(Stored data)
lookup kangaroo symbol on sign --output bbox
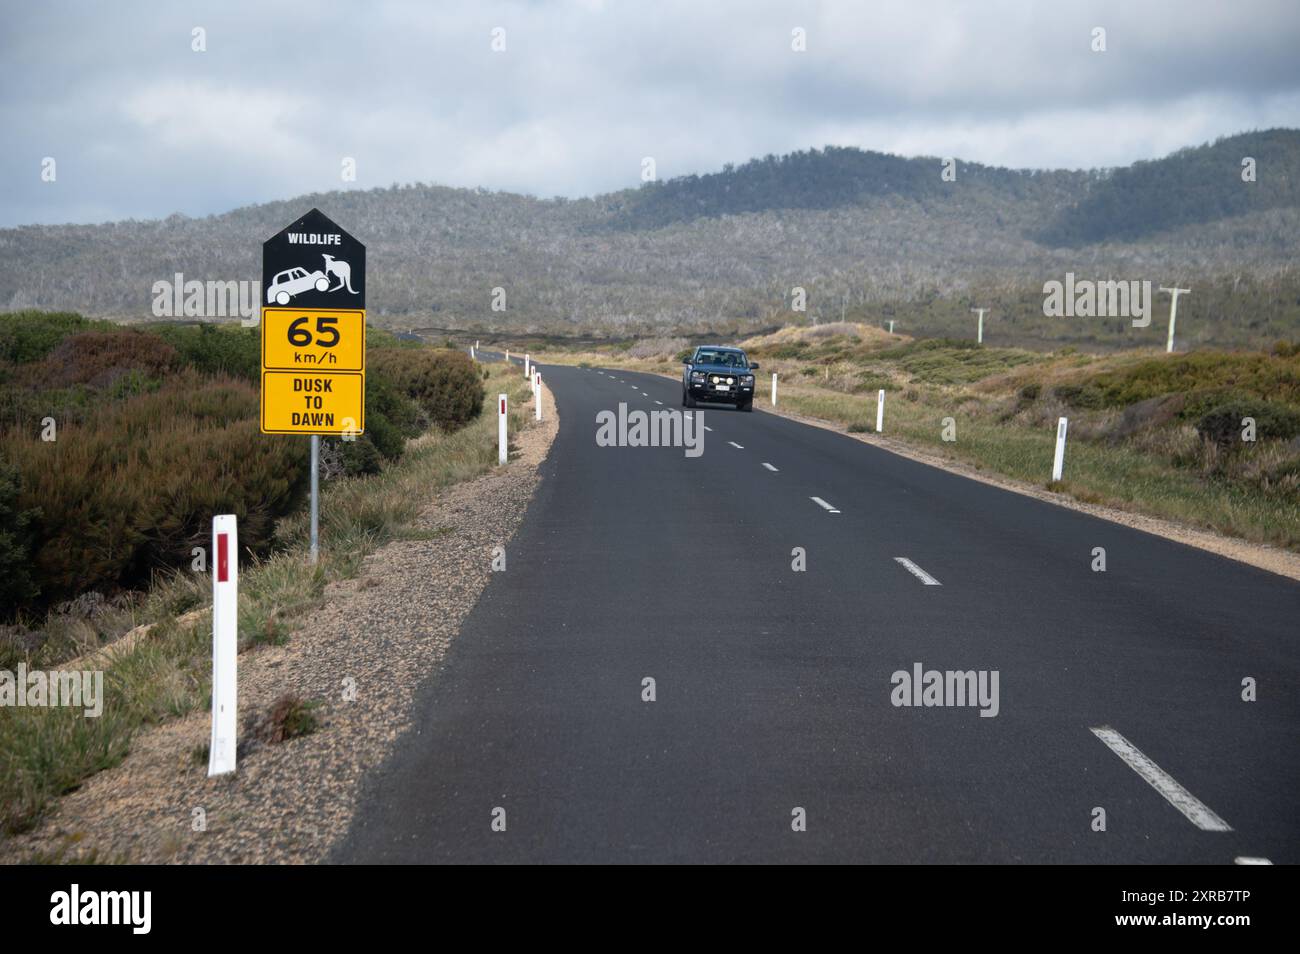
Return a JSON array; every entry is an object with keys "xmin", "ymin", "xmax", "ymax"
[{"xmin": 321, "ymin": 254, "xmax": 357, "ymax": 294}]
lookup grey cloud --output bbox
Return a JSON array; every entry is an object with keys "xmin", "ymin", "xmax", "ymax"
[{"xmin": 2, "ymin": 0, "xmax": 1298, "ymax": 226}]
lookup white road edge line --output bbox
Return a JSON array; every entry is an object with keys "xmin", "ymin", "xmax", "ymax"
[
  {"xmin": 762, "ymin": 462, "xmax": 778, "ymax": 471},
  {"xmin": 1090, "ymin": 726, "xmax": 1232, "ymax": 832},
  {"xmin": 893, "ymin": 557, "xmax": 941, "ymax": 586},
  {"xmin": 728, "ymin": 441, "xmax": 744, "ymax": 449},
  {"xmin": 810, "ymin": 496, "xmax": 840, "ymax": 514}
]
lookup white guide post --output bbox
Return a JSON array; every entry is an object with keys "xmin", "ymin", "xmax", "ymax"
[
  {"xmin": 1052, "ymin": 417, "xmax": 1068, "ymax": 482},
  {"xmin": 208, "ymin": 514, "xmax": 238, "ymax": 777},
  {"xmin": 498, "ymin": 394, "xmax": 508, "ymax": 465}
]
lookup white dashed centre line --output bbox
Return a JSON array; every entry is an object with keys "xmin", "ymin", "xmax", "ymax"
[
  {"xmin": 1090, "ymin": 726, "xmax": 1232, "ymax": 832},
  {"xmin": 1235, "ymin": 857, "xmax": 1273, "ymax": 865},
  {"xmin": 893, "ymin": 557, "xmax": 941, "ymax": 586},
  {"xmin": 703, "ymin": 426, "xmax": 712, "ymax": 432},
  {"xmin": 728, "ymin": 441, "xmax": 744, "ymax": 449},
  {"xmin": 654, "ymin": 400, "xmax": 663, "ymax": 405},
  {"xmin": 762, "ymin": 463, "xmax": 778, "ymax": 471},
  {"xmin": 810, "ymin": 496, "xmax": 840, "ymax": 514}
]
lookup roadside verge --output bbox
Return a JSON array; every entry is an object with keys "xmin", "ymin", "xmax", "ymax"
[{"xmin": 0, "ymin": 370, "xmax": 558, "ymax": 863}]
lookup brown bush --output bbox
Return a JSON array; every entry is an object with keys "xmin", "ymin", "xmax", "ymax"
[
  {"xmin": 5, "ymin": 374, "xmax": 309, "ymax": 606},
  {"xmin": 21, "ymin": 329, "xmax": 179, "ymax": 390},
  {"xmin": 368, "ymin": 348, "xmax": 484, "ymax": 432}
]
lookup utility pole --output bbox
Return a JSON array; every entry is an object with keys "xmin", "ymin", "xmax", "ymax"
[{"xmin": 1159, "ymin": 287, "xmax": 1191, "ymax": 353}]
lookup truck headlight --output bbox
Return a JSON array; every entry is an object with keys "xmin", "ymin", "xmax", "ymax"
[
  {"xmin": 741, "ymin": 375, "xmax": 754, "ymax": 386},
  {"xmin": 690, "ymin": 371, "xmax": 705, "ymax": 383}
]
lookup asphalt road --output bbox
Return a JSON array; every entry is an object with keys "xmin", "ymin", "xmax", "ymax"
[{"xmin": 336, "ymin": 353, "xmax": 1299, "ymax": 863}]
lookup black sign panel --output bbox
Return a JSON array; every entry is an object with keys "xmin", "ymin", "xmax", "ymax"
[{"xmin": 262, "ymin": 208, "xmax": 365, "ymax": 310}]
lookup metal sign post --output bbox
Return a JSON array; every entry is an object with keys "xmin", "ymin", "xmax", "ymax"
[{"xmin": 310, "ymin": 435, "xmax": 320, "ymax": 563}]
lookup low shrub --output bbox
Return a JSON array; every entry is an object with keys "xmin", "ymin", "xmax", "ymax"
[
  {"xmin": 4, "ymin": 375, "xmax": 309, "ymax": 607},
  {"xmin": 876, "ymin": 338, "xmax": 982, "ymax": 360},
  {"xmin": 1110, "ymin": 394, "xmax": 1186, "ymax": 442},
  {"xmin": 1194, "ymin": 396, "xmax": 1300, "ymax": 448},
  {"xmin": 0, "ymin": 462, "xmax": 40, "ymax": 611},
  {"xmin": 853, "ymin": 371, "xmax": 892, "ymax": 392},
  {"xmin": 1052, "ymin": 383, "xmax": 1107, "ymax": 410},
  {"xmin": 1084, "ymin": 351, "xmax": 1300, "ymax": 408},
  {"xmin": 151, "ymin": 323, "xmax": 260, "ymax": 382},
  {"xmin": 21, "ymin": 330, "xmax": 178, "ymax": 390},
  {"xmin": 769, "ymin": 343, "xmax": 810, "ymax": 359},
  {"xmin": 365, "ymin": 326, "xmax": 424, "ymax": 351},
  {"xmin": 331, "ymin": 435, "xmax": 385, "ymax": 477},
  {"xmin": 0, "ymin": 311, "xmax": 106, "ymax": 364},
  {"xmin": 368, "ymin": 348, "xmax": 484, "ymax": 432}
]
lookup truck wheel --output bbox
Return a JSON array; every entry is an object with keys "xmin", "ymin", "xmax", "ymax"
[
  {"xmin": 739, "ymin": 399, "xmax": 753, "ymax": 412},
  {"xmin": 683, "ymin": 389, "xmax": 697, "ymax": 408}
]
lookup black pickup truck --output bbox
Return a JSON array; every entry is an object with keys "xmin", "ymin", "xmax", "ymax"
[{"xmin": 682, "ymin": 345, "xmax": 759, "ymax": 411}]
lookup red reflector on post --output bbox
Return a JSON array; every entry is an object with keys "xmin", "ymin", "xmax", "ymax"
[
  {"xmin": 217, "ymin": 533, "xmax": 229, "ymax": 582},
  {"xmin": 500, "ymin": 398, "xmax": 506, "ymax": 414}
]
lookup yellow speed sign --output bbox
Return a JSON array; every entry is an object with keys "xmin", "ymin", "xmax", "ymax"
[
  {"xmin": 260, "ymin": 307, "xmax": 365, "ymax": 435},
  {"xmin": 260, "ymin": 371, "xmax": 364, "ymax": 436},
  {"xmin": 262, "ymin": 307, "xmax": 365, "ymax": 372}
]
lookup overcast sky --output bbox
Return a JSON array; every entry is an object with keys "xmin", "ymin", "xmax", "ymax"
[{"xmin": 3, "ymin": 0, "xmax": 1299, "ymax": 227}]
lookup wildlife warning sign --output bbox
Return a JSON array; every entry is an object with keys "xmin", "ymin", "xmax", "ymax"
[{"xmin": 260, "ymin": 208, "xmax": 365, "ymax": 435}]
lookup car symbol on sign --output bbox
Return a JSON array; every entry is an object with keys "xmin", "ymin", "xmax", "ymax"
[{"xmin": 266, "ymin": 267, "xmax": 330, "ymax": 305}]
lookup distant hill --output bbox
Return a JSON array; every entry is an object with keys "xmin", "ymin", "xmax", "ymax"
[
  {"xmin": 1, "ymin": 131, "xmax": 1298, "ymax": 337},
  {"xmin": 613, "ymin": 145, "xmax": 1090, "ymax": 230},
  {"xmin": 1035, "ymin": 128, "xmax": 1300, "ymax": 246}
]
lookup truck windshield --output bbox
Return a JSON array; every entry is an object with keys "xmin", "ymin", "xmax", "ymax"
[{"xmin": 695, "ymin": 350, "xmax": 748, "ymax": 368}]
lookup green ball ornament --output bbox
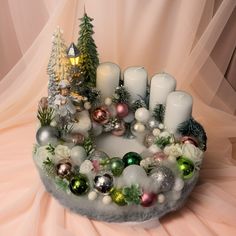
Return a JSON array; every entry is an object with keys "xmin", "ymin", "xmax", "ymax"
[
  {"xmin": 110, "ymin": 188, "xmax": 127, "ymax": 206},
  {"xmin": 69, "ymin": 174, "xmax": 89, "ymax": 195},
  {"xmin": 122, "ymin": 152, "xmax": 142, "ymax": 167},
  {"xmin": 110, "ymin": 158, "xmax": 125, "ymax": 176},
  {"xmin": 177, "ymin": 157, "xmax": 195, "ymax": 179}
]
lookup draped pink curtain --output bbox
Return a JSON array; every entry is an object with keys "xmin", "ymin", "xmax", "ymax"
[{"xmin": 1, "ymin": 0, "xmax": 236, "ymax": 235}]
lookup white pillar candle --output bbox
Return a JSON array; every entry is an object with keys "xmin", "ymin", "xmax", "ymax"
[
  {"xmin": 124, "ymin": 67, "xmax": 147, "ymax": 102},
  {"xmin": 96, "ymin": 62, "xmax": 120, "ymax": 100},
  {"xmin": 164, "ymin": 91, "xmax": 193, "ymax": 134},
  {"xmin": 149, "ymin": 73, "xmax": 176, "ymax": 111}
]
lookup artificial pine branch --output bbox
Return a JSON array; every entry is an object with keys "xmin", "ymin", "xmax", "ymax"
[
  {"xmin": 43, "ymin": 157, "xmax": 56, "ymax": 177},
  {"xmin": 131, "ymin": 99, "xmax": 147, "ymax": 111},
  {"xmin": 153, "ymin": 104, "xmax": 165, "ymax": 123},
  {"xmin": 177, "ymin": 117, "xmax": 207, "ymax": 151},
  {"xmin": 112, "ymin": 86, "xmax": 130, "ymax": 104},
  {"xmin": 83, "ymin": 136, "xmax": 95, "ymax": 155},
  {"xmin": 37, "ymin": 106, "xmax": 54, "ymax": 126}
]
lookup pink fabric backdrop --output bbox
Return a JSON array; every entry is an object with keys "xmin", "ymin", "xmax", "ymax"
[{"xmin": 1, "ymin": 0, "xmax": 236, "ymax": 235}]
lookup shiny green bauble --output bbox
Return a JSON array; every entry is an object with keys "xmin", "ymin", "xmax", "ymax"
[
  {"xmin": 110, "ymin": 157, "xmax": 125, "ymax": 176},
  {"xmin": 122, "ymin": 152, "xmax": 142, "ymax": 167},
  {"xmin": 110, "ymin": 188, "xmax": 127, "ymax": 206},
  {"xmin": 69, "ymin": 174, "xmax": 89, "ymax": 195},
  {"xmin": 177, "ymin": 157, "xmax": 195, "ymax": 180}
]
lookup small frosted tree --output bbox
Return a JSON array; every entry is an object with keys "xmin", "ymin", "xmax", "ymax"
[
  {"xmin": 47, "ymin": 27, "xmax": 71, "ymax": 105},
  {"xmin": 77, "ymin": 12, "xmax": 99, "ymax": 86}
]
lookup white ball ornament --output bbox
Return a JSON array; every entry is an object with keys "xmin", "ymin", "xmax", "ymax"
[
  {"xmin": 173, "ymin": 178, "xmax": 184, "ymax": 191},
  {"xmin": 158, "ymin": 194, "xmax": 165, "ymax": 203},
  {"xmin": 84, "ymin": 102, "xmax": 91, "ymax": 110},
  {"xmin": 70, "ymin": 146, "xmax": 87, "ymax": 166},
  {"xmin": 88, "ymin": 191, "xmax": 98, "ymax": 201},
  {"xmin": 104, "ymin": 97, "xmax": 113, "ymax": 106},
  {"xmin": 102, "ymin": 195, "xmax": 112, "ymax": 205},
  {"xmin": 135, "ymin": 108, "xmax": 151, "ymax": 124},
  {"xmin": 122, "ymin": 165, "xmax": 147, "ymax": 186},
  {"xmin": 158, "ymin": 123, "xmax": 165, "ymax": 130}
]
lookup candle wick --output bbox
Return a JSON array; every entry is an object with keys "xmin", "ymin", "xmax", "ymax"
[{"xmin": 135, "ymin": 67, "xmax": 144, "ymax": 71}]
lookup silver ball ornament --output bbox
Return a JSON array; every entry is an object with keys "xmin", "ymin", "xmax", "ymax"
[
  {"xmin": 150, "ymin": 166, "xmax": 175, "ymax": 192},
  {"xmin": 36, "ymin": 126, "xmax": 59, "ymax": 146},
  {"xmin": 94, "ymin": 173, "xmax": 113, "ymax": 194}
]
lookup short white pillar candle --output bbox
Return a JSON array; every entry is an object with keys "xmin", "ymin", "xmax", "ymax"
[
  {"xmin": 96, "ymin": 62, "xmax": 120, "ymax": 100},
  {"xmin": 124, "ymin": 67, "xmax": 147, "ymax": 102},
  {"xmin": 164, "ymin": 91, "xmax": 193, "ymax": 134},
  {"xmin": 149, "ymin": 73, "xmax": 176, "ymax": 111}
]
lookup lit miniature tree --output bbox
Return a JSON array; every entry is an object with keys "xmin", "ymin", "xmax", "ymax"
[
  {"xmin": 77, "ymin": 12, "xmax": 99, "ymax": 86},
  {"xmin": 47, "ymin": 27, "xmax": 71, "ymax": 106}
]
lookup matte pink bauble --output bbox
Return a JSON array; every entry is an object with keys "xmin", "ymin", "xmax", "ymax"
[
  {"xmin": 141, "ymin": 192, "xmax": 157, "ymax": 207},
  {"xmin": 116, "ymin": 103, "xmax": 129, "ymax": 118}
]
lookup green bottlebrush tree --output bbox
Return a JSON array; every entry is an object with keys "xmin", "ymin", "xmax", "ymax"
[
  {"xmin": 77, "ymin": 12, "xmax": 99, "ymax": 86},
  {"xmin": 47, "ymin": 27, "xmax": 71, "ymax": 106}
]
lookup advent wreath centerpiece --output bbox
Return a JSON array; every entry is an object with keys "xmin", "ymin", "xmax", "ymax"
[{"xmin": 33, "ymin": 12, "xmax": 207, "ymax": 223}]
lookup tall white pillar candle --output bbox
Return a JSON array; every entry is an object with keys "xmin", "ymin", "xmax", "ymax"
[
  {"xmin": 149, "ymin": 73, "xmax": 176, "ymax": 111},
  {"xmin": 96, "ymin": 62, "xmax": 120, "ymax": 100},
  {"xmin": 124, "ymin": 67, "xmax": 147, "ymax": 102},
  {"xmin": 164, "ymin": 91, "xmax": 193, "ymax": 134}
]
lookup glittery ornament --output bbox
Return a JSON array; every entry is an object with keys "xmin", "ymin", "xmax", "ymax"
[
  {"xmin": 110, "ymin": 188, "xmax": 127, "ymax": 206},
  {"xmin": 65, "ymin": 133, "xmax": 85, "ymax": 145},
  {"xmin": 94, "ymin": 173, "xmax": 113, "ymax": 194},
  {"xmin": 144, "ymin": 134, "xmax": 156, "ymax": 148},
  {"xmin": 112, "ymin": 121, "xmax": 126, "ymax": 136},
  {"xmin": 177, "ymin": 157, "xmax": 195, "ymax": 179},
  {"xmin": 36, "ymin": 126, "xmax": 59, "ymax": 146},
  {"xmin": 150, "ymin": 166, "xmax": 175, "ymax": 192},
  {"xmin": 116, "ymin": 103, "xmax": 129, "ymax": 118},
  {"xmin": 69, "ymin": 175, "xmax": 89, "ymax": 195},
  {"xmin": 110, "ymin": 157, "xmax": 125, "ymax": 176},
  {"xmin": 141, "ymin": 192, "xmax": 157, "ymax": 207},
  {"xmin": 92, "ymin": 107, "xmax": 110, "ymax": 124},
  {"xmin": 56, "ymin": 161, "xmax": 72, "ymax": 178},
  {"xmin": 122, "ymin": 152, "xmax": 142, "ymax": 166},
  {"xmin": 180, "ymin": 136, "xmax": 198, "ymax": 147}
]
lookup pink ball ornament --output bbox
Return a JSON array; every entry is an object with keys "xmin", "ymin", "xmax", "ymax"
[
  {"xmin": 141, "ymin": 192, "xmax": 157, "ymax": 207},
  {"xmin": 112, "ymin": 121, "xmax": 126, "ymax": 136},
  {"xmin": 92, "ymin": 107, "xmax": 110, "ymax": 124},
  {"xmin": 116, "ymin": 103, "xmax": 129, "ymax": 118}
]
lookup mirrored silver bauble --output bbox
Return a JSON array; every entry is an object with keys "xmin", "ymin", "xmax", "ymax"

#### [Work task]
In the entries above, the lines between the one holding "lookup roadside verge --output bbox" and the one holding "lookup brown bush --output bbox", inclusive, are to be printed exactly as written, and those alone.

#### [Output of the task]
lookup roadside verge --output bbox
Return a JSON array; every entry is an object with keys "xmin", "ymin", "xmax", "ymax"
[{"xmin": 0, "ymin": 370, "xmax": 558, "ymax": 863}]
lookup brown bush --output bbox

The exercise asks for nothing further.